Reproduce, character for character, the lines of the entries below between the line holding "Carefully examine the image and outline every woman" and the line holding "0, 167, 450, 299", inclusive. Copy only those lines.
## Begin Data records
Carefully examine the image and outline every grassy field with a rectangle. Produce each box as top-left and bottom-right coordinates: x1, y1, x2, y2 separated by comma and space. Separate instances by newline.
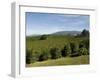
26, 55, 89, 67
26, 36, 87, 52
26, 35, 89, 67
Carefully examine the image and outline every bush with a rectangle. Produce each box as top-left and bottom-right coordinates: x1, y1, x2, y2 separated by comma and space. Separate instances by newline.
39, 51, 50, 61
40, 35, 47, 40
50, 48, 61, 59
70, 53, 80, 57
79, 39, 89, 50
31, 52, 40, 63
26, 49, 32, 64
79, 47, 89, 55
61, 45, 71, 57
70, 43, 79, 54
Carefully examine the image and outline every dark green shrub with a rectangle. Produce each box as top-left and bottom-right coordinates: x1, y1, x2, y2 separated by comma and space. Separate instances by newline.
26, 49, 32, 64
61, 45, 71, 57
79, 39, 89, 50
70, 53, 80, 57
79, 47, 89, 55
32, 52, 40, 63
81, 29, 89, 37
50, 48, 61, 59
40, 35, 47, 40
70, 42, 79, 54
39, 51, 51, 61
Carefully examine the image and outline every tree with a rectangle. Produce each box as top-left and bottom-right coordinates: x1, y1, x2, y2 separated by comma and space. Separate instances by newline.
81, 29, 89, 36
31, 51, 40, 63
39, 51, 50, 61
50, 48, 61, 59
70, 42, 79, 54
79, 47, 89, 55
79, 39, 89, 50
40, 35, 47, 40
61, 45, 71, 57
70, 42, 80, 57
26, 49, 32, 64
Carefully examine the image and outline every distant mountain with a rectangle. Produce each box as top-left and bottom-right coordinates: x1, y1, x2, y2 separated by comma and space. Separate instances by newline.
51, 31, 81, 36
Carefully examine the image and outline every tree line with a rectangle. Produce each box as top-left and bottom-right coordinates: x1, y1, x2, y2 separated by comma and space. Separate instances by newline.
26, 39, 89, 64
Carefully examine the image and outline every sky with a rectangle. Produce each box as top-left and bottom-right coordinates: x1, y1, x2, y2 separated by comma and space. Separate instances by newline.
25, 12, 89, 35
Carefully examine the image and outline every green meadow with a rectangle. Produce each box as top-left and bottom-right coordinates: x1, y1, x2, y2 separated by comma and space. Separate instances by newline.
26, 32, 89, 67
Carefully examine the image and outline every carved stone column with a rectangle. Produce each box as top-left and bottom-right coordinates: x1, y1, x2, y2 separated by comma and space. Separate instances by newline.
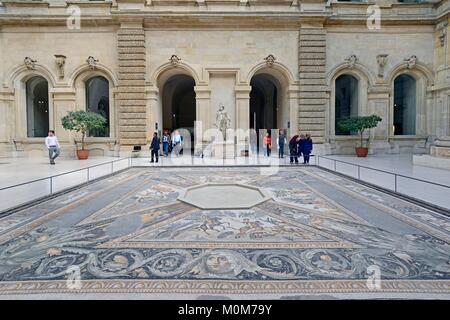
298, 25, 328, 144
235, 86, 252, 157
117, 23, 146, 151
194, 86, 211, 155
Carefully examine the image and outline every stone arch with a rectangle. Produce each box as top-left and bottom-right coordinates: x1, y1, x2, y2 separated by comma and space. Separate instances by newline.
68, 63, 119, 88
3, 63, 56, 88
69, 64, 119, 140
386, 62, 434, 86
245, 62, 295, 87
149, 61, 200, 150
3, 63, 56, 141
326, 62, 376, 87
386, 62, 434, 137
326, 62, 370, 139
150, 61, 200, 87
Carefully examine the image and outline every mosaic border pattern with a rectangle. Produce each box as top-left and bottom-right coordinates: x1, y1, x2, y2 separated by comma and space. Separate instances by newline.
0, 280, 450, 295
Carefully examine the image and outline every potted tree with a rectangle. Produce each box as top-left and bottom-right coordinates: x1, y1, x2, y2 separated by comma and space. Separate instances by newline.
338, 114, 382, 157
61, 110, 106, 160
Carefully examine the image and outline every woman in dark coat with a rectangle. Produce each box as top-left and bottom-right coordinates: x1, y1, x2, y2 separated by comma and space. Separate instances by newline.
301, 133, 313, 164
289, 134, 300, 163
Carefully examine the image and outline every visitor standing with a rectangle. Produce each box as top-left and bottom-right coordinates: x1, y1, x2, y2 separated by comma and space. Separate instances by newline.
45, 130, 61, 164
297, 133, 306, 162
172, 130, 181, 157
150, 132, 160, 163
263, 132, 272, 157
302, 133, 313, 164
278, 130, 287, 159
289, 134, 300, 164
163, 131, 170, 157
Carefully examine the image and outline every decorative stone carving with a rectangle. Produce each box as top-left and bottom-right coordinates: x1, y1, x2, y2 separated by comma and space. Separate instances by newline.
215, 104, 231, 141
377, 53, 388, 78
404, 56, 417, 69
436, 21, 448, 47
264, 54, 277, 67
345, 54, 358, 69
23, 57, 36, 70
86, 56, 98, 70
169, 54, 181, 66
55, 54, 66, 78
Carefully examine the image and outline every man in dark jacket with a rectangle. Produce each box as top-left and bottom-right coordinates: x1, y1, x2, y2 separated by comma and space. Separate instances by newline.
289, 135, 300, 164
150, 132, 160, 162
301, 133, 313, 164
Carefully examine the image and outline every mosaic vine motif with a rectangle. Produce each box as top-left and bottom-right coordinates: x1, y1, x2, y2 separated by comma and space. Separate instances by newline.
0, 168, 450, 293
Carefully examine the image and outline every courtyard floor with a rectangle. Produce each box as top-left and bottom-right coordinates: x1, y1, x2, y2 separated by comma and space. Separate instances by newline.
0, 167, 450, 299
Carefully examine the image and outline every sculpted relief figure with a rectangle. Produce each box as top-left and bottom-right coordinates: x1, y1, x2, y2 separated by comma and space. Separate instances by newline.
215, 104, 231, 141
377, 53, 388, 78
23, 57, 36, 70
86, 56, 98, 70
405, 56, 417, 69
345, 54, 358, 69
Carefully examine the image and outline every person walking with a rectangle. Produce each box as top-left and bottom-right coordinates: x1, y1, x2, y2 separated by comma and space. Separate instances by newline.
172, 130, 181, 157
150, 132, 161, 163
45, 130, 61, 164
263, 132, 272, 157
278, 130, 287, 159
297, 133, 305, 162
302, 133, 313, 164
289, 134, 300, 164
163, 131, 170, 157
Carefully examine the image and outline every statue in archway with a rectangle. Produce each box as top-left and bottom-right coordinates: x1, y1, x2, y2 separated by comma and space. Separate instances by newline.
215, 104, 231, 141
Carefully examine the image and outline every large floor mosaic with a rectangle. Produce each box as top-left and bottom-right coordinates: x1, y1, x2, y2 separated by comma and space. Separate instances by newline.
0, 167, 450, 295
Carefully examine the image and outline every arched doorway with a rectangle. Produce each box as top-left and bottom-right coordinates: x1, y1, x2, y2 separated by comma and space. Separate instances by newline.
161, 74, 196, 155
85, 76, 110, 137
249, 74, 279, 130
334, 74, 359, 135
393, 74, 416, 135
25, 76, 49, 137
249, 72, 289, 150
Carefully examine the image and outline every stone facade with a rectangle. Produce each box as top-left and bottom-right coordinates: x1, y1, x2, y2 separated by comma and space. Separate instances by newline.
0, 0, 450, 157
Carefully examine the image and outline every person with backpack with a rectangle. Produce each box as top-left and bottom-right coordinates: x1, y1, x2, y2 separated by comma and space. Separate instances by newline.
263, 132, 272, 157
301, 133, 313, 164
289, 134, 300, 164
278, 130, 287, 159
162, 131, 170, 157
172, 130, 183, 157
45, 130, 61, 164
150, 132, 161, 163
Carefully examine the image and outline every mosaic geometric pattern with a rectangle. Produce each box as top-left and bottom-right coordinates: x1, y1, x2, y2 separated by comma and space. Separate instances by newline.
0, 167, 450, 294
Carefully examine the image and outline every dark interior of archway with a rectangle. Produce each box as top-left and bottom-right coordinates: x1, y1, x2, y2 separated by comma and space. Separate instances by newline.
250, 74, 278, 130
394, 74, 416, 135
162, 74, 196, 151
26, 76, 49, 137
249, 74, 278, 150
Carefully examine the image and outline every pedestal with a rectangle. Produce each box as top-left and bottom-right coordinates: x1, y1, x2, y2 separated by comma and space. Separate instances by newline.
212, 142, 235, 159
413, 137, 450, 170
430, 137, 450, 159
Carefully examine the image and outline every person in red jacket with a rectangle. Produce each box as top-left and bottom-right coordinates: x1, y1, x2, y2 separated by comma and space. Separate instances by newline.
263, 132, 272, 157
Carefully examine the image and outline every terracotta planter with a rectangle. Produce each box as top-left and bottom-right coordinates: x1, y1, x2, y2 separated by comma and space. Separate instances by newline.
77, 149, 89, 160
355, 147, 369, 157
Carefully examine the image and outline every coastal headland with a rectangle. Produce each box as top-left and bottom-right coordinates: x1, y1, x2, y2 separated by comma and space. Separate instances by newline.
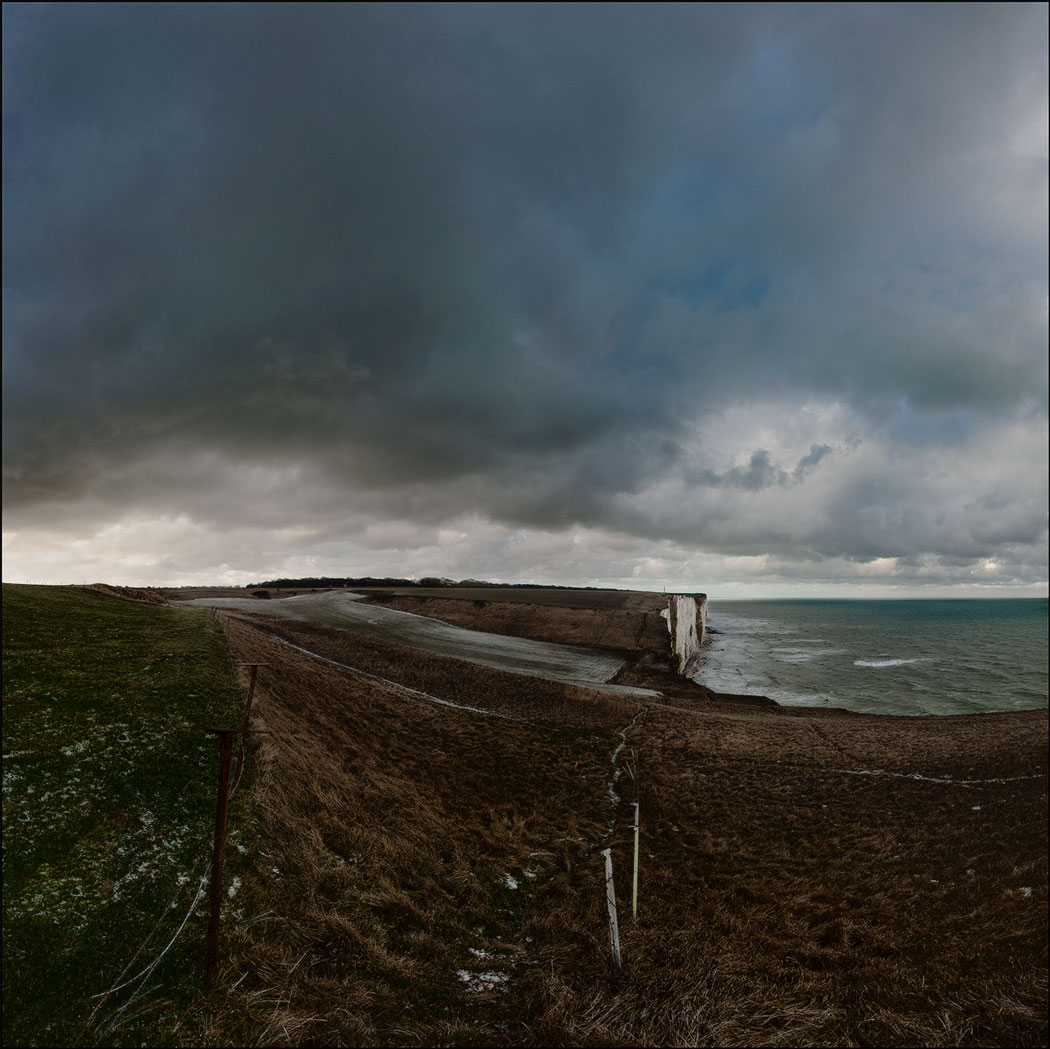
4, 588, 1047, 1046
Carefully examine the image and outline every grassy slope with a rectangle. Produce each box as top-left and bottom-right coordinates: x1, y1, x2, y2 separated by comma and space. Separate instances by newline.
213, 616, 1047, 1046
3, 584, 247, 1045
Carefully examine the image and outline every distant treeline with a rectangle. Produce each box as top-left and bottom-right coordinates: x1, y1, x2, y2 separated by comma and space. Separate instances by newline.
245, 575, 597, 590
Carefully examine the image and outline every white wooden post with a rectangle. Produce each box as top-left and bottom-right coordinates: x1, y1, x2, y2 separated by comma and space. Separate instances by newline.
631, 801, 638, 921
602, 848, 623, 975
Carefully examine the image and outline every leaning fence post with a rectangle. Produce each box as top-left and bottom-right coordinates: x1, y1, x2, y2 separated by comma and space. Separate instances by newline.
236, 663, 270, 782
602, 848, 623, 977
204, 729, 235, 990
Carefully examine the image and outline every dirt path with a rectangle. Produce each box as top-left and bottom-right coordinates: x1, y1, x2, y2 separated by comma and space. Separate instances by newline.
175, 591, 656, 696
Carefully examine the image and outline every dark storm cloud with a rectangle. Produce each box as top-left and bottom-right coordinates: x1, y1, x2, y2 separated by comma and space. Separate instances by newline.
3, 4, 1047, 588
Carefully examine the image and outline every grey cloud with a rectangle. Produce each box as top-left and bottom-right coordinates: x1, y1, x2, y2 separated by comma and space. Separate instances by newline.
3, 4, 1047, 592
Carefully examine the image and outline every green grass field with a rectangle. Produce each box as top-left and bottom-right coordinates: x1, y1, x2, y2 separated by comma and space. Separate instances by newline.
3, 584, 248, 1045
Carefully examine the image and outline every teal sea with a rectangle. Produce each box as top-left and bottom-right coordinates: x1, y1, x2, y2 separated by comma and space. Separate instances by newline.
691, 600, 1047, 715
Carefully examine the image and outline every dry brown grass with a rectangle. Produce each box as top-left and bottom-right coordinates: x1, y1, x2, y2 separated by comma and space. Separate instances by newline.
193, 616, 1047, 1046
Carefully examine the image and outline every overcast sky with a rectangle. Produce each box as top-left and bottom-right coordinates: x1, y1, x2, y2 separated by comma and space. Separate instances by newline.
3, 3, 1048, 597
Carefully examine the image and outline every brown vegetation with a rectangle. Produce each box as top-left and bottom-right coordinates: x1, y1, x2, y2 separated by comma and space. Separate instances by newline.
198, 600, 1047, 1046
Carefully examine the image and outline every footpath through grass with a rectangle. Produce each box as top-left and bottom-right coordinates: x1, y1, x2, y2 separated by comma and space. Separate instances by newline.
3, 584, 247, 1045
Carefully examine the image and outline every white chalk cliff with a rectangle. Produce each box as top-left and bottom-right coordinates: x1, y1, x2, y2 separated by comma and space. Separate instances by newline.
660, 593, 708, 674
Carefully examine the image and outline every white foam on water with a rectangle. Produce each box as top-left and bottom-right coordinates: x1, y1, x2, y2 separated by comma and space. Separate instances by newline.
854, 658, 925, 670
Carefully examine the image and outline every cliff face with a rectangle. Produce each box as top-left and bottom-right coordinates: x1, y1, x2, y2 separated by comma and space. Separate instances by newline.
660, 593, 708, 674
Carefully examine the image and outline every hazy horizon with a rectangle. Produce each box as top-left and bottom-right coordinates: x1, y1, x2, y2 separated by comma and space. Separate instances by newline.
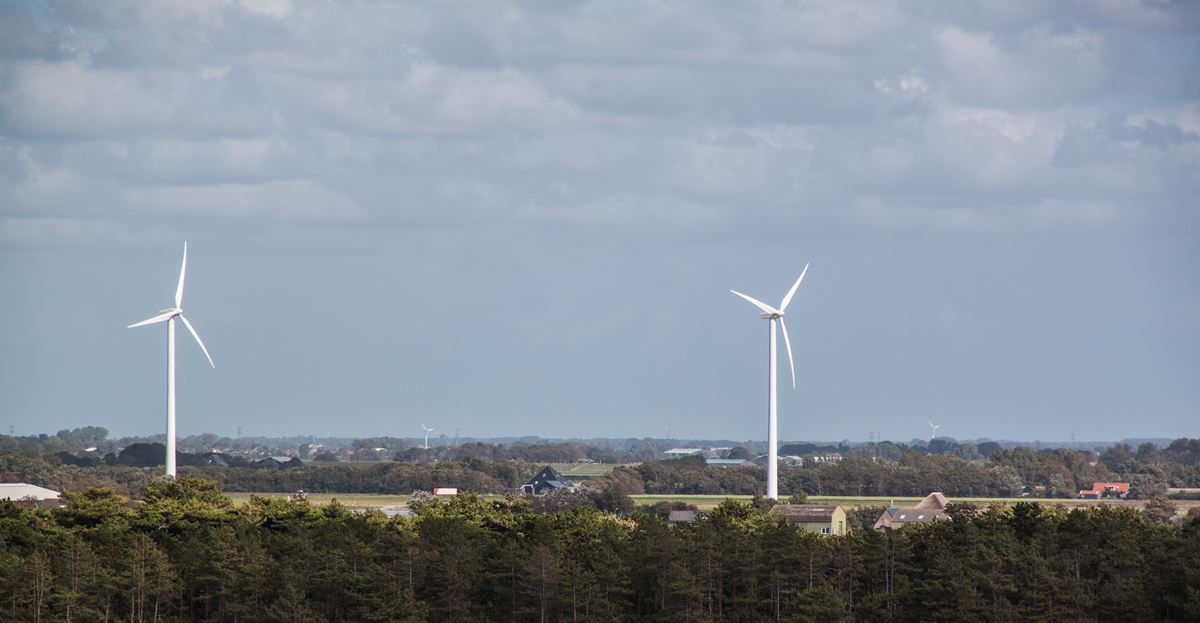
0, 0, 1200, 439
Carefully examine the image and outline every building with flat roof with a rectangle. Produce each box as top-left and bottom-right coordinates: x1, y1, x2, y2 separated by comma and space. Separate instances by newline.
0, 483, 61, 508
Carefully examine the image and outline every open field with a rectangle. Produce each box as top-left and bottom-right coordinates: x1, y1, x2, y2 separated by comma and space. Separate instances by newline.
550, 463, 636, 480
226, 492, 1200, 515
226, 492, 408, 509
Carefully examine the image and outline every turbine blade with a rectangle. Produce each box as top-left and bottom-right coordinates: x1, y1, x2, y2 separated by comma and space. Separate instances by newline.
779, 318, 796, 389
179, 313, 217, 367
779, 262, 809, 311
730, 289, 779, 313
175, 240, 187, 307
126, 310, 175, 329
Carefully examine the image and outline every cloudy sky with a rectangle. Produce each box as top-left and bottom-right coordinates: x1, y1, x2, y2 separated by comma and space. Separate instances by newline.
0, 0, 1200, 441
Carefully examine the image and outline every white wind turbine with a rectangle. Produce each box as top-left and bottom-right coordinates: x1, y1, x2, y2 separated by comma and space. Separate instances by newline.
128, 241, 216, 478
730, 264, 809, 499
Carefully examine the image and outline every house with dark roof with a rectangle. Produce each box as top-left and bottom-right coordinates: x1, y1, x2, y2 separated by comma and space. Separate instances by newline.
521, 465, 575, 496
874, 491, 950, 532
770, 504, 846, 534
1079, 483, 1129, 499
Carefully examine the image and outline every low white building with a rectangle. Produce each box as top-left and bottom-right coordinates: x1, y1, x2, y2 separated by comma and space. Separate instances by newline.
0, 483, 60, 508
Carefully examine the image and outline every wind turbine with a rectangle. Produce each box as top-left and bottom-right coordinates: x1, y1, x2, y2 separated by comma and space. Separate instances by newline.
128, 241, 216, 478
730, 263, 809, 499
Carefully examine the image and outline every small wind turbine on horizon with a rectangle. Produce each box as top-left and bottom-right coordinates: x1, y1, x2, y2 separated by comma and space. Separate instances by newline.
730, 263, 809, 499
127, 240, 216, 478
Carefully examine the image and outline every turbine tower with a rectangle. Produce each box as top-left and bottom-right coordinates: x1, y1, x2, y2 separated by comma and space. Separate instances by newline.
730, 263, 809, 499
127, 240, 216, 478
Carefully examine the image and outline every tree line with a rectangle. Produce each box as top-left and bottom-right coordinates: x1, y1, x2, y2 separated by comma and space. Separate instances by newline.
0, 478, 1200, 623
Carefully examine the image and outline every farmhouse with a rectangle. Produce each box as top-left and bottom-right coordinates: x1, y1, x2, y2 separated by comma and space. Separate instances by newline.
1079, 483, 1129, 499
0, 483, 61, 508
874, 491, 950, 532
521, 465, 575, 496
770, 504, 846, 534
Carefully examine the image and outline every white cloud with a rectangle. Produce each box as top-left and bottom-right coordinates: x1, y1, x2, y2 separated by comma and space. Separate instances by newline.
934, 26, 1108, 106
122, 180, 366, 223
1124, 103, 1200, 138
## End Data records
**Result for this task:**
Carefully examine the image and outline every woman in dark coat with a rectangle. Produce each box as top-left and bottom-right coordinates: x1, y1, x2, y2 separated by comma and space. Separate instances by newline.
301, 133, 313, 164
289, 134, 300, 163
Carefully examine the image and outline every visitor standing with a rectangle. Produce each box as top-left and bottom-right coordinates: x1, y1, x2, y2 separated by comma and space. Separate instances by newline.
45, 130, 61, 164
297, 133, 306, 162
172, 130, 181, 157
150, 132, 160, 163
263, 132, 272, 157
302, 133, 313, 164
278, 130, 287, 159
289, 134, 300, 164
163, 131, 170, 157
Carefully examine the image and outline every decorative stone carving with a rectangle. Produce each box as top-left and bottom-right coordinates: x1, y1, x2, y2 separated by comma and space. Separate instances by newline.
215, 104, 231, 141
377, 53, 388, 78
404, 56, 417, 69
436, 21, 448, 47
264, 54, 277, 67
345, 54, 358, 69
23, 57, 36, 70
86, 56, 98, 70
169, 54, 181, 66
55, 54, 66, 78
Carefully examine the image and outline every man in dark jacket with a rectangle. Produce each box as top-left and bottom-right coordinates: x1, y1, x2, y2 separated by comma and space. Separate instances by newline.
289, 135, 300, 164
150, 132, 160, 162
301, 133, 313, 164
Carefully examine the image and outline every mosaic vine motif with a rectangle. Produce each box as top-left and bottom-right coordinates: x1, y1, x2, y2 separated by comma and space. Separate instances by newline.
0, 168, 450, 293
Carefully examine the image and outline every courtyard floor with a rectangle. Produce each box as top-left and bottom-right coordinates: x1, y1, x2, y2 separated by comma and space. Separate instances by newline.
0, 167, 450, 299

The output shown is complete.